── Provided information

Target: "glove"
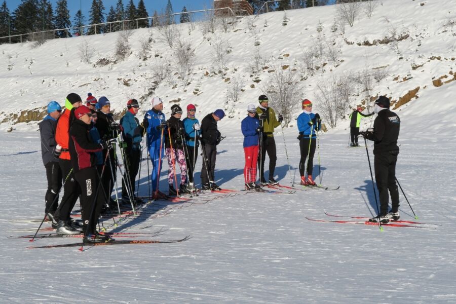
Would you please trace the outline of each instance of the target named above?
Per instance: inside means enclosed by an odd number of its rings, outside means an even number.
[[[55,146],[55,149],[54,150],[54,156],[55,156],[56,158],[59,158],[59,157],[60,156],[60,153],[61,153],[62,146],[57,144]]]
[[[368,132],[367,131],[362,131],[359,132],[359,135],[362,136],[364,138],[367,138],[368,133],[369,132]]]
[[[141,124],[141,126],[144,129],[147,129],[149,127],[149,120],[146,118],[144,119],[144,120],[142,121],[142,123]]]

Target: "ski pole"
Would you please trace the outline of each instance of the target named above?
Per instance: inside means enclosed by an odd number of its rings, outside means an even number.
[[[363,137],[364,138],[364,137]],[[369,163],[369,170],[370,171],[370,179],[372,180],[372,189],[374,192],[374,198],[375,199],[375,206],[377,207],[377,214],[380,214],[380,207],[378,206],[378,202],[377,201],[377,193],[375,192],[375,187],[373,185],[373,176],[372,175],[372,167],[370,166],[370,159],[369,158],[369,150],[367,149],[367,141],[364,138],[364,144],[366,145],[366,153],[367,154],[367,162]],[[383,227],[382,226],[382,222],[378,219],[378,227],[380,231],[383,231]]]
[[[291,173],[291,166],[290,166],[290,159],[288,158],[288,151],[287,150],[287,144],[285,141],[285,133],[283,132],[283,126],[282,124],[280,124],[280,127],[282,129],[282,137],[283,138],[283,145],[285,146],[285,156],[287,157],[287,163],[288,164],[288,171],[289,171],[290,173]],[[294,183],[294,181],[293,180],[293,182],[292,183]]]
[[[399,183],[399,180],[397,180],[397,177],[395,177],[395,178],[396,178],[396,182],[397,182],[397,184],[399,185],[399,188],[401,188],[401,191],[402,192],[402,194],[404,195],[404,197],[405,198],[405,200],[407,201],[407,203],[408,203],[408,206],[410,206],[410,210],[412,211],[412,212],[413,212],[413,215],[415,216],[415,219],[418,219],[418,216],[417,216],[415,214],[415,212],[413,211],[413,209],[412,208],[411,205],[410,204],[410,203],[409,203],[408,200],[407,199],[407,197],[405,196],[405,193],[404,192],[404,191],[402,190],[402,187],[401,186],[401,184]]]
[[[50,207],[50,208],[52,208],[54,206],[54,204],[55,204],[56,200],[57,199],[57,198],[59,197],[59,194],[60,194],[60,192],[62,191],[62,189],[63,188],[63,186],[65,185],[65,183],[66,182],[66,181],[68,180],[68,178],[71,174],[72,172],[73,172],[72,168],[70,170],[70,172],[68,172],[68,175],[66,176],[66,177],[65,178],[65,180],[63,181],[63,183],[62,184],[62,186],[60,187],[60,188],[59,189],[58,192],[57,192],[57,194],[55,195],[55,197],[54,198],[54,200],[52,201],[52,204],[51,204],[51,207]],[[36,230],[36,231],[35,232],[35,234],[33,235],[33,237],[31,239],[30,239],[30,240],[29,241],[30,242],[33,242],[33,241],[34,241],[35,237],[36,236],[36,235],[38,234],[38,232],[40,231],[40,230],[41,229],[41,226],[43,225],[43,223],[44,222],[44,220],[45,220],[46,219],[46,216],[47,215],[48,215],[47,213],[45,212],[45,216],[43,218],[43,220],[42,220],[41,223],[40,223],[40,226],[38,226],[38,229]]]

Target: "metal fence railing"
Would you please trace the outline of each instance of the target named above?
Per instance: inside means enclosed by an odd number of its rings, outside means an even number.
[[[223,12],[223,14],[216,14],[216,12],[218,11]],[[191,21],[192,22],[203,21],[204,20],[204,18],[207,17],[207,16],[204,15],[205,13],[206,15],[216,16],[218,18],[236,16],[231,8],[229,7],[199,10],[190,12],[175,13],[171,15],[163,15],[133,20],[103,22],[102,23],[90,24],[82,26],[58,28],[24,34],[4,36],[0,37],[0,44],[22,43],[25,41],[40,41],[57,38],[68,38],[73,35],[80,35],[77,34],[75,34],[75,33],[82,33],[83,35],[106,33],[119,30],[138,29],[140,27],[148,27],[148,25],[150,24],[154,25],[153,26],[160,26],[164,24],[164,20],[171,20],[171,18],[172,18],[173,23],[175,23],[176,17],[184,14],[188,14],[189,16],[192,16]],[[200,15],[200,17],[198,17],[199,15]],[[141,20],[146,20],[148,26],[140,26],[140,23]],[[63,36],[62,36],[62,35]]]

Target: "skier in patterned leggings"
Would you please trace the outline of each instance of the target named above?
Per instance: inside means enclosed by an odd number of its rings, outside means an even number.
[[[168,132],[165,141],[165,153],[168,159],[168,183],[169,184],[170,195],[177,194],[173,182],[176,171],[176,163],[180,168],[180,185],[179,193],[181,194],[190,193],[187,189],[185,182],[187,180],[187,164],[184,154],[182,139],[184,138],[185,128],[183,123],[180,120],[182,116],[182,109],[177,104],[171,107],[171,117],[166,122]],[[176,179],[177,180],[177,179]],[[177,184],[177,181],[176,182]]]

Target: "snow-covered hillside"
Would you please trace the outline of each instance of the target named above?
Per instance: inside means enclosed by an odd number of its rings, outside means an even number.
[[[362,11],[354,26],[346,25],[345,30],[335,22],[336,6],[244,17],[229,25],[227,32],[219,24],[214,33],[204,35],[208,26],[203,23],[177,25],[181,40],[191,43],[195,50],[193,71],[185,82],[174,74],[178,69],[175,43],[170,48],[155,28],[132,31],[131,53],[123,60],[116,61],[115,56],[118,33],[51,40],[38,47],[32,43],[2,45],[0,78],[4,89],[0,92],[0,128],[17,122],[22,111],[43,111],[51,100],[63,103],[69,93],[85,98],[89,92],[97,97],[107,96],[117,113],[132,98],[140,100],[145,111],[151,96],[157,95],[165,101],[166,113],[174,102],[181,105],[191,102],[199,106],[200,115],[223,108],[232,118],[223,123],[237,125],[246,105],[256,102],[263,92],[275,72],[272,67],[287,65],[300,80],[296,83],[302,89],[299,98],[313,100],[317,111],[321,102],[318,82],[362,71],[376,71],[380,80],[370,86],[369,96],[386,95],[393,102],[404,97],[400,103],[414,101],[415,95],[421,97],[427,91],[446,91],[448,84],[445,83],[456,78],[456,11],[451,2],[378,2],[370,18]],[[150,48],[144,53],[141,45],[149,40]],[[321,60],[314,58],[312,73],[303,67],[307,66],[306,54],[316,45],[323,46],[326,55]],[[91,64],[82,62],[80,50],[85,45],[93,52]],[[223,51],[221,63],[214,59],[216,46]],[[332,48],[332,61],[328,46]],[[167,63],[171,69],[161,80],[157,71]],[[252,65],[255,64],[260,68],[253,73]],[[217,73],[220,67],[224,68],[223,75]],[[233,81],[242,89],[236,102],[227,97]],[[363,90],[354,90],[351,105],[365,102]],[[293,117],[299,110],[298,106]],[[27,121],[25,112],[22,114],[21,121]],[[34,128],[36,124],[29,125]]]
[[[401,120],[396,176],[419,217],[414,218],[401,193],[401,219],[426,224],[385,226],[381,232],[376,226],[306,219],[347,219],[328,216],[325,211],[365,217],[376,214],[366,149],[347,147],[348,122],[343,120],[335,129],[321,134],[314,158],[314,175],[321,173],[321,183],[339,185],[338,190],[240,193],[210,202],[156,201],[145,206],[142,215],[124,219],[118,226],[111,218],[104,218],[103,224],[108,231],[143,234],[120,235],[118,240],[170,240],[187,235],[190,239],[176,244],[85,246],[83,252],[78,247],[29,249],[30,245],[75,243],[80,239],[40,238],[30,243],[28,239],[8,238],[36,231],[44,216],[47,184],[36,122],[7,122],[0,124],[0,303],[456,302],[456,162],[451,156],[456,150],[456,81],[449,81],[454,79],[456,64],[452,59],[456,56],[456,24],[453,22],[452,27],[448,22],[454,20],[453,2],[384,1],[372,18],[357,20],[343,35],[339,30],[331,30],[333,6],[287,12],[285,26],[282,25],[283,13],[255,19],[262,57],[273,58],[280,65],[289,63],[289,68],[299,65],[302,48],[318,35],[319,20],[321,32],[335,37],[341,50],[338,66],[328,63],[324,73],[319,69],[299,83],[306,88],[303,97],[313,100],[317,111],[319,80],[331,73],[365,69],[366,58],[370,68],[387,66],[387,75],[375,84],[373,95],[386,94],[398,101],[420,87],[419,98],[395,110]],[[164,99],[167,115],[172,104],[168,102],[180,98],[183,106],[189,102],[198,105],[199,118],[225,105],[231,81],[225,79],[242,80],[245,90],[238,102],[228,105],[236,112],[219,123],[226,138],[217,147],[215,181],[226,188],[243,186],[239,119],[246,116],[247,104],[256,102],[261,93],[259,87],[271,74],[267,69],[250,76],[248,66],[255,49],[248,23],[241,19],[235,29],[217,32],[229,40],[232,50],[224,79],[211,74],[209,43],[216,37],[211,35],[208,42],[196,29],[188,36],[197,54],[191,83],[184,86],[178,81],[173,89],[163,82],[154,92]],[[389,36],[391,25],[408,35],[396,45],[400,52],[390,44],[357,45]],[[188,30],[183,32],[187,37]],[[140,60],[140,42],[151,32],[157,41],[151,57]],[[97,67],[80,62],[78,46],[85,41],[97,50],[94,61],[112,59],[117,35],[51,41],[35,49],[30,44],[0,46],[0,56],[5,58],[0,62],[1,120],[8,119],[7,113],[41,108],[52,99],[62,102],[71,92],[83,97],[88,92],[97,97],[105,95],[117,112],[128,98],[148,95],[149,88],[156,85],[151,67],[160,56],[154,54],[170,58],[172,53],[155,29],[133,33],[133,53],[125,61]],[[444,75],[443,85],[436,86]],[[257,77],[259,83],[253,81]],[[361,104],[362,92],[354,93],[359,96],[354,96],[353,104]],[[149,107],[150,97],[141,101],[143,110]],[[364,120],[363,128],[371,122]],[[4,131],[10,126],[15,130]],[[297,131],[293,126],[283,134],[279,129],[275,134],[276,179],[291,185],[299,178]],[[372,149],[369,143],[371,162]],[[149,194],[145,173],[148,162],[142,162],[140,195]],[[200,157],[197,184],[201,165]],[[49,232],[44,230],[50,226],[45,223],[39,233]]]

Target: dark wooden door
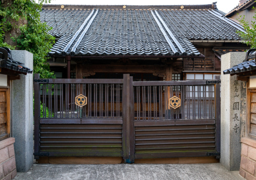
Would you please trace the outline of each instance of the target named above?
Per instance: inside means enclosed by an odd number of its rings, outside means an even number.
[[[133,82],[124,74],[37,75],[34,82],[36,157],[122,156],[132,162],[220,152],[219,81]]]

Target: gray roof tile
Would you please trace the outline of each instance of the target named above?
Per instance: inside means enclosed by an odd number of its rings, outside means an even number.
[[[174,55],[169,39],[179,55],[182,55],[180,44],[187,56],[198,56],[200,53],[189,40],[240,40],[235,23],[232,25],[213,14],[221,13],[219,11],[166,9],[151,12],[135,8],[96,10],[43,9],[41,21],[53,28],[50,34],[59,38],[50,55],[71,54],[78,42],[72,55]],[[71,42],[91,14],[90,20]],[[156,21],[160,23],[158,24]],[[86,29],[84,36],[80,37]],[[67,47],[69,48],[63,51]]]

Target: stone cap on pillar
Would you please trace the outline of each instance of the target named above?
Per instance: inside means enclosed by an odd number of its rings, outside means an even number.
[[[234,75],[255,70],[255,59],[256,49],[250,49],[247,52],[246,57],[242,63],[234,66],[232,68],[224,70],[223,74]]]
[[[11,51],[7,48],[0,48],[0,68],[15,71],[16,74],[27,75],[33,72],[33,70],[25,67],[23,63],[14,61]]]

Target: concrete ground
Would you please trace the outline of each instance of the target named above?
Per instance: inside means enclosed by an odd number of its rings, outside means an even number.
[[[229,171],[220,163],[192,164],[34,164],[16,180],[242,180],[238,171]]]

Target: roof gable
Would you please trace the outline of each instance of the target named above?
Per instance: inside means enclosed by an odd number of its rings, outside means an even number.
[[[75,49],[72,55],[198,56],[189,40],[240,40],[236,33],[240,25],[223,20],[219,11],[212,9],[44,8],[41,21],[53,28],[49,33],[60,38],[51,55],[69,55]]]

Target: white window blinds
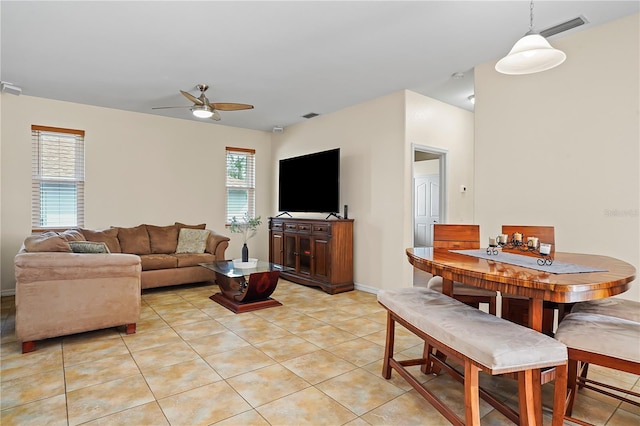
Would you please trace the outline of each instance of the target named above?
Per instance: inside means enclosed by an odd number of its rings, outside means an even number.
[[[253,149],[227,147],[227,223],[235,216],[256,215],[256,152]]]
[[[33,229],[84,226],[84,130],[31,126]]]

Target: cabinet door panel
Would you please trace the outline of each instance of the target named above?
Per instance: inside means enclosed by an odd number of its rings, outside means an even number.
[[[311,238],[298,237],[298,258],[300,260],[301,274],[311,274]]]
[[[296,265],[297,251],[296,251],[296,237],[294,235],[284,236],[284,266],[287,268],[298,269]]]
[[[316,279],[329,281],[330,268],[329,241],[316,238],[313,242],[313,276]]]
[[[275,263],[277,265],[284,264],[284,238],[282,233],[274,232],[271,235],[271,259],[269,260],[271,263]]]

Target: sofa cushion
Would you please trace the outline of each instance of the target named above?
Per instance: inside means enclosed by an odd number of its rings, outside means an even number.
[[[178,231],[179,229],[176,225],[147,225],[151,253],[175,253],[176,247],[178,247]]]
[[[178,260],[173,254],[143,254],[140,256],[140,261],[143,271],[178,267]]]
[[[103,242],[109,247],[111,253],[122,253],[120,242],[118,241],[118,228],[93,231],[91,229],[80,229],[87,241]]]
[[[176,253],[204,253],[209,230],[182,228],[178,236]]]
[[[58,235],[67,241],[87,241],[84,235],[77,229],[67,229],[64,232],[59,232]]]
[[[117,228],[118,241],[123,253],[151,254],[151,243],[146,225],[134,228]]]
[[[199,225],[185,225],[184,223],[176,222],[175,225],[178,229],[189,228],[189,229],[205,229],[207,227],[206,223],[201,223]]]
[[[69,241],[74,253],[110,253],[106,243],[96,241]]]
[[[24,249],[27,252],[71,252],[67,240],[56,232],[44,232],[39,235],[31,235],[24,240]]]
[[[214,262],[216,257],[210,253],[180,253],[176,254],[178,268],[197,266],[198,263]]]

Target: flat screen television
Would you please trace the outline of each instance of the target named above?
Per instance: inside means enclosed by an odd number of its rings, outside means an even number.
[[[278,210],[340,211],[340,148],[280,160]]]

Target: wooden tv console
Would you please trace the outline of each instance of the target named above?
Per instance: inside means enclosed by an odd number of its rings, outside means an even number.
[[[269,262],[289,281],[353,290],[353,219],[269,218]]]

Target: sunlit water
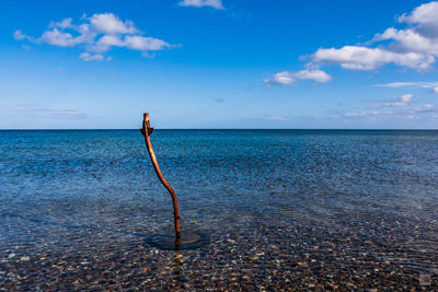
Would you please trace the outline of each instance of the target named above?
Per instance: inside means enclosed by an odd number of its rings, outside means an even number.
[[[0,290],[438,289],[438,131],[0,131]]]

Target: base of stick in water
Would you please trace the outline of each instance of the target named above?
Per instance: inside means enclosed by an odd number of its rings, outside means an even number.
[[[180,243],[180,238],[181,238],[180,210],[178,210],[178,206],[177,206],[177,198],[176,198],[175,191],[173,190],[171,185],[169,185],[169,183],[165,180],[163,174],[160,171],[160,167],[158,166],[158,161],[157,161],[155,154],[153,153],[152,144],[150,142],[150,136],[153,132],[153,128],[150,126],[149,113],[143,114],[143,127],[140,131],[145,136],[146,148],[148,149],[149,156],[152,161],[153,168],[155,170],[157,176],[160,179],[161,184],[163,184],[163,186],[169,190],[169,192],[172,196],[173,219],[174,219],[175,236],[176,236],[175,245],[176,245],[176,243]]]

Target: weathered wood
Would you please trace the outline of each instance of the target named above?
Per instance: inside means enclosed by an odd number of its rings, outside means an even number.
[[[158,166],[158,161],[157,161],[155,154],[153,153],[152,144],[150,141],[150,136],[153,132],[153,128],[151,128],[151,126],[150,126],[149,113],[143,114],[143,127],[140,131],[145,136],[146,148],[148,149],[149,156],[152,161],[153,168],[155,170],[157,176],[160,179],[161,184],[163,184],[163,186],[169,190],[169,192],[172,196],[175,235],[176,235],[176,240],[178,241],[178,238],[181,238],[181,229],[180,229],[180,210],[178,210],[178,205],[177,205],[177,198],[176,198],[175,191],[173,190],[171,185],[169,185],[169,183],[165,180],[163,174],[160,171],[160,167]]]

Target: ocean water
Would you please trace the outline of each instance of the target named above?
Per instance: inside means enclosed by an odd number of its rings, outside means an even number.
[[[0,131],[0,290],[438,289],[438,131]]]

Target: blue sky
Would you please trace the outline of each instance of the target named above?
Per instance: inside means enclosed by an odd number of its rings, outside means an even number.
[[[2,1],[0,128],[438,128],[438,2]]]

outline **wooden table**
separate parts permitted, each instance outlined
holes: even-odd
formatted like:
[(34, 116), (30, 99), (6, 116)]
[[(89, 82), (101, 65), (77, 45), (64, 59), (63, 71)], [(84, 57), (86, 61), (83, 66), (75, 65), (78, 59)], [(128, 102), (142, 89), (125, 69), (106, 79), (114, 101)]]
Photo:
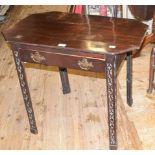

────

Short task:
Which lines above contain the word "wooden"? Copy each one.

Exercise result:
Target: dark wooden door
Target: wooden tv console
outline **wooden table**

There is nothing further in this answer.